First let's define as on page 13 of the book the perturbative coefficients of the hard scattering cross section ##H_{ab}## by:
$$(22) \ \ \ \ H_{ab}=H_{ab}^{0}+\frac{\alpha_s}{\pi}H_{ab}^{(1)}+\mathcal{O}(\alpha_s^2)$$

Now, on page 16 it's written that the RG equation for ##H_{ab}## is:
$$(31) \ \ \ \ \mu \frac{d}{d\mu} H_{ab}(x_A,x_B,Q;\frac{\mu}{Q},\alpha_s(\mu))=$$
$$=-\sum_c \int_{x_A}^1d \zeta_A P_{c/a}(\zeta_A,\alpha_s(\mu))H_{cb}(\frac{x_A}{\zeta_A},x_B,Q;\frac{\mu}{Q},\alpha_s(\mu))$$
$$-\sum_d\int_{x_B}^1 d\zeta_BP_{d/b}(\zeta_B,\alpha_s(\mu))H_{ad}(x_A,\frac{x_B}{\zeta_B},Q;\mu/Q,\alpha_s(\mu)).$$

Here ##P_{c/a}(\xi,\alpha_s(\mu))## is the all orders Altarelli-Parisi kernel. It has a perturbative expansion:
$$(32) \ \ \ \ P_{c/a}(\xi,\alpha_s(\mu))=\frac{\alpha_s(\mu)}{\pi}P_{c/a}^{(1)}(\xi)+\ldots$$
where ##P_{c/a}^{(1)}(\xi)## is the function that appears in equation (23).
--------------------
◆ **Exercise A**:
Extract every row below that contains the word "eyeglasses", treating uppercase and lowercase as different.

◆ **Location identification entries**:
--------------------
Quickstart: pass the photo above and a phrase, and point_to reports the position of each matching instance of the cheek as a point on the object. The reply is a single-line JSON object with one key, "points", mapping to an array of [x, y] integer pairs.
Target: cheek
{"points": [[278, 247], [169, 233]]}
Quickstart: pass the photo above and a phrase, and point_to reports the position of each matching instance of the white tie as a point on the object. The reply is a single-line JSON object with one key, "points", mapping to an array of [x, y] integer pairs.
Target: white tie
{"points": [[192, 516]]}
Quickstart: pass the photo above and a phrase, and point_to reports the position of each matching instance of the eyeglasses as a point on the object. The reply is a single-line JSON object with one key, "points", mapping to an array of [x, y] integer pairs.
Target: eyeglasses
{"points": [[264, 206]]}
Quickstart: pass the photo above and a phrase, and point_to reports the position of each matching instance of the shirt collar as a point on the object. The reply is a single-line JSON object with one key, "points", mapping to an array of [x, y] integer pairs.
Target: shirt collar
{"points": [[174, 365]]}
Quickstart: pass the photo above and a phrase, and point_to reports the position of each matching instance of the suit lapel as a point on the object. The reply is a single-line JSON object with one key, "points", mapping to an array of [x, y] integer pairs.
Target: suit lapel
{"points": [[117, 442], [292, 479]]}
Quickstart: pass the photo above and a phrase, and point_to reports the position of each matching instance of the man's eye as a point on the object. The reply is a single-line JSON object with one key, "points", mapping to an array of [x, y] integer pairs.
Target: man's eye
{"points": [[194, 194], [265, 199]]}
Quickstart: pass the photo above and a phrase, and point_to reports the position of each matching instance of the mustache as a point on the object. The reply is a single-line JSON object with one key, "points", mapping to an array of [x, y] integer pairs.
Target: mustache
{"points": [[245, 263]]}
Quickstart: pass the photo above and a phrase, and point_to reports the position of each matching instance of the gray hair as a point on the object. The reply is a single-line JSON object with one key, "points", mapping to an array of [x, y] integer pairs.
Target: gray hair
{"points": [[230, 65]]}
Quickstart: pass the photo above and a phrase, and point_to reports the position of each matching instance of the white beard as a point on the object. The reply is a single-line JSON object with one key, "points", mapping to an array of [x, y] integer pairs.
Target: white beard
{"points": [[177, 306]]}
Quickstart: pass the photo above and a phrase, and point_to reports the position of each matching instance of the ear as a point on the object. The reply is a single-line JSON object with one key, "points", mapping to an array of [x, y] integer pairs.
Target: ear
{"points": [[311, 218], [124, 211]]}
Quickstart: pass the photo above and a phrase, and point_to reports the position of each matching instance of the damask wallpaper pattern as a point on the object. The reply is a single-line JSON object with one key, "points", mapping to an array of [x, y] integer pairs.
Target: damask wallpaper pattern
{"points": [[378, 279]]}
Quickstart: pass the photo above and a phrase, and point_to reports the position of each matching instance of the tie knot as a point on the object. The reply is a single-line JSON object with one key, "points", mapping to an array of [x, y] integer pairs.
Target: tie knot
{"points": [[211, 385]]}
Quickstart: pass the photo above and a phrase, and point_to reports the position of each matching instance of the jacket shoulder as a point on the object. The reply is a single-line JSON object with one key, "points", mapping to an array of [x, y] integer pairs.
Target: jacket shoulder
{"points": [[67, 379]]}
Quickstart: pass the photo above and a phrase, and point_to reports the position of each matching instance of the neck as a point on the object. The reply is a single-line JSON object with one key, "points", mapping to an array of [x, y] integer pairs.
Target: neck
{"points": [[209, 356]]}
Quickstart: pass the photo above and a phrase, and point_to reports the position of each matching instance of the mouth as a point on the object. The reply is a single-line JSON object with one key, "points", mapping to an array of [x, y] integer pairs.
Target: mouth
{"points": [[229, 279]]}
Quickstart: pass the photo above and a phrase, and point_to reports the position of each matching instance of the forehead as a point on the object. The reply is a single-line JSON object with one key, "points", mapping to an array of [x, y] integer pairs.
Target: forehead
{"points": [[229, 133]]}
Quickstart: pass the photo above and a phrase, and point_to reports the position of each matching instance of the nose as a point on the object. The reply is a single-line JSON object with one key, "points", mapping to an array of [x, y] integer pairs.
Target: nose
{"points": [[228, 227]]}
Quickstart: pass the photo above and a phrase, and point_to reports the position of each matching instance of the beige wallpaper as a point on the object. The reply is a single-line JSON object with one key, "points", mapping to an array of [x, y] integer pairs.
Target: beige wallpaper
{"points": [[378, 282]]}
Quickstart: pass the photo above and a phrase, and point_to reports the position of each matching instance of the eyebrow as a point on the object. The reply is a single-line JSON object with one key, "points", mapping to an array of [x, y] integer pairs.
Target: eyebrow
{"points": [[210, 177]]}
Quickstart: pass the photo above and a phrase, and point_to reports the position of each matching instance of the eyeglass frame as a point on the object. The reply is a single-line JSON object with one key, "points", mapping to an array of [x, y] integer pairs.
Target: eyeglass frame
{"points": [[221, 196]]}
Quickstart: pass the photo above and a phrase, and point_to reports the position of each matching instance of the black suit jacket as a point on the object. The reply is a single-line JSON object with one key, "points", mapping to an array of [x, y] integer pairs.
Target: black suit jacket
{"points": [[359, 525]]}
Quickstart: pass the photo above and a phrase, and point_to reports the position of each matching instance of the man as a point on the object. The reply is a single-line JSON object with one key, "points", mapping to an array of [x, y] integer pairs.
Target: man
--------------------
◆ **Exercise B**:
Please carry on the passage about the RG equation for the hard scattering cross section from the point where it stops.

◆ **Task answer A**:
Quickstart: pass the photo above and a phrase, and point_to reports the position of each matching instance of the eyeglasses as a point on the object. The reply is a single-line JSON object with one key, "points", mapping to an array of [x, y] integer pairs.
Target: eyeglasses

◆ **Task answer B**:
$$(23) \ \ \ \ f_{a/b}(x;\epsilon)=\delta_{ab}\delta(1-x)-\frac{1}{2\epsilon}\frac{\alpha_s}{\pi}P_{a/b}^{(1)}(x)+\mathcal{O}(\alpha_s^2)$$

Thus at lowest order the renormalization group equation (31) is a simple consequence of differentiating eq. (23).
With respect to what does he take a derivative?
Can show me explicitly the calculation?

Thanks!

Forgive my idioticity I meant equation (23) is on page 13 of course.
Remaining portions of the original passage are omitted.